Find every line in the records that contains the string "mask" and copy each one in full. Case counts.

[Start Records supplied]

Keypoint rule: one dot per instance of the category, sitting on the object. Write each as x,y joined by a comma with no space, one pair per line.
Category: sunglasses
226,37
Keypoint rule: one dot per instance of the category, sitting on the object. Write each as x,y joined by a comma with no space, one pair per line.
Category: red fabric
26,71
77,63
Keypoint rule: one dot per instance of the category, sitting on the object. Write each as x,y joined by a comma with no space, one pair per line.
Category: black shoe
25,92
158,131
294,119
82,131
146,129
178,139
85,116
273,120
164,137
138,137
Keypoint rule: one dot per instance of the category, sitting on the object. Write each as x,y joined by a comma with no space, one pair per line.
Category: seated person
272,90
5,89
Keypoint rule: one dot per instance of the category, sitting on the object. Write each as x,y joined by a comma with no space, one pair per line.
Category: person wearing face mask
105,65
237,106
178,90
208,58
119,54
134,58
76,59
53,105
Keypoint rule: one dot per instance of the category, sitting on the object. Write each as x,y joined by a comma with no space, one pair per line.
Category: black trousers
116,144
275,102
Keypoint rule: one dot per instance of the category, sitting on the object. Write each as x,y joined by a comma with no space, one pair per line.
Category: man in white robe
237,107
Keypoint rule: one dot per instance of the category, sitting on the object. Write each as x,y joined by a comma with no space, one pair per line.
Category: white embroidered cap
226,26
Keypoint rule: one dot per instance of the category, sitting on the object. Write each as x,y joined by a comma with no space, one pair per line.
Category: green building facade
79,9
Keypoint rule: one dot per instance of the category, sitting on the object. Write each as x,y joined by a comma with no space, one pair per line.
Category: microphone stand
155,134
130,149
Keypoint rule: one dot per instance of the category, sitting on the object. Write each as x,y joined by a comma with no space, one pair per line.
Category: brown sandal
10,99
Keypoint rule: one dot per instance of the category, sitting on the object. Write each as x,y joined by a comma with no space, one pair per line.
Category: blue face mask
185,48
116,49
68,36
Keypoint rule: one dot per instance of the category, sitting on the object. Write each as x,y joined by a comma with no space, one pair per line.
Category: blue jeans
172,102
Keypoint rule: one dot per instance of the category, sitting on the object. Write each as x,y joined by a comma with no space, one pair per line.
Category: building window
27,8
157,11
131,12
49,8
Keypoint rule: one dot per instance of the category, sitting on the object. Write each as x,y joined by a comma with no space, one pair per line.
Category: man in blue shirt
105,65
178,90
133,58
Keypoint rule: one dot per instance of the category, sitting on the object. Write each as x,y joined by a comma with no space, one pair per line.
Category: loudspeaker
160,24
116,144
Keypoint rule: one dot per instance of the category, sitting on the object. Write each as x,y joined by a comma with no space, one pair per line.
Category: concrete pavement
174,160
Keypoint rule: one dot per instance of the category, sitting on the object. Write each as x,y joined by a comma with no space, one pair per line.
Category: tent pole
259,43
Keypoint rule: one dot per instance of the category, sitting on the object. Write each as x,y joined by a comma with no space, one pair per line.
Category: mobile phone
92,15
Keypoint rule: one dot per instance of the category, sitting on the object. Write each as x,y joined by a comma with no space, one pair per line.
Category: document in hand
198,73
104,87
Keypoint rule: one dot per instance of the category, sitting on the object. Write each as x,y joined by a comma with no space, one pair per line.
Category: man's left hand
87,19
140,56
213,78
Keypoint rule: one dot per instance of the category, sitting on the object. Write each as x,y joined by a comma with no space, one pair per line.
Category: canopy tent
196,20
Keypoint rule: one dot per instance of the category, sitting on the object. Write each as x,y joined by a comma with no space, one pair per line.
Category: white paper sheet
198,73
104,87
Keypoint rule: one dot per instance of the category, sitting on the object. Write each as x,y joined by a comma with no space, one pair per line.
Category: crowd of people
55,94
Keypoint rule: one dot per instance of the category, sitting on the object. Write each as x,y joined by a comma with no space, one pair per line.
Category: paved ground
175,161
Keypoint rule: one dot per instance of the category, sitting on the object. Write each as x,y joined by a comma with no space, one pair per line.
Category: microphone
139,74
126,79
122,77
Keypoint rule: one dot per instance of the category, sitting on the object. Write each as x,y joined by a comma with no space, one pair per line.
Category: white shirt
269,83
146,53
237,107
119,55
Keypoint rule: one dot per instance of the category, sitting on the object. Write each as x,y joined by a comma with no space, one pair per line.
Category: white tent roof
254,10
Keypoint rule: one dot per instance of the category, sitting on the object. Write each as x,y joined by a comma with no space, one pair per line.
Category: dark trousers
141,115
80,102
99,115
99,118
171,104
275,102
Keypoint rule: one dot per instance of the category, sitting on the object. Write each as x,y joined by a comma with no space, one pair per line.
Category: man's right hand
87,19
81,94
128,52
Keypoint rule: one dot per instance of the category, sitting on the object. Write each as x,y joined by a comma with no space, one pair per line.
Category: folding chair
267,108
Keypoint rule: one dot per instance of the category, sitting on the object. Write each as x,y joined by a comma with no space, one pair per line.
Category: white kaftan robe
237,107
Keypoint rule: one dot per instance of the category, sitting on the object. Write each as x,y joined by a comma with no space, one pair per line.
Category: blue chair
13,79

[End Records supplied]

Response below:
Category: person wearing face mask
Category: blue face mask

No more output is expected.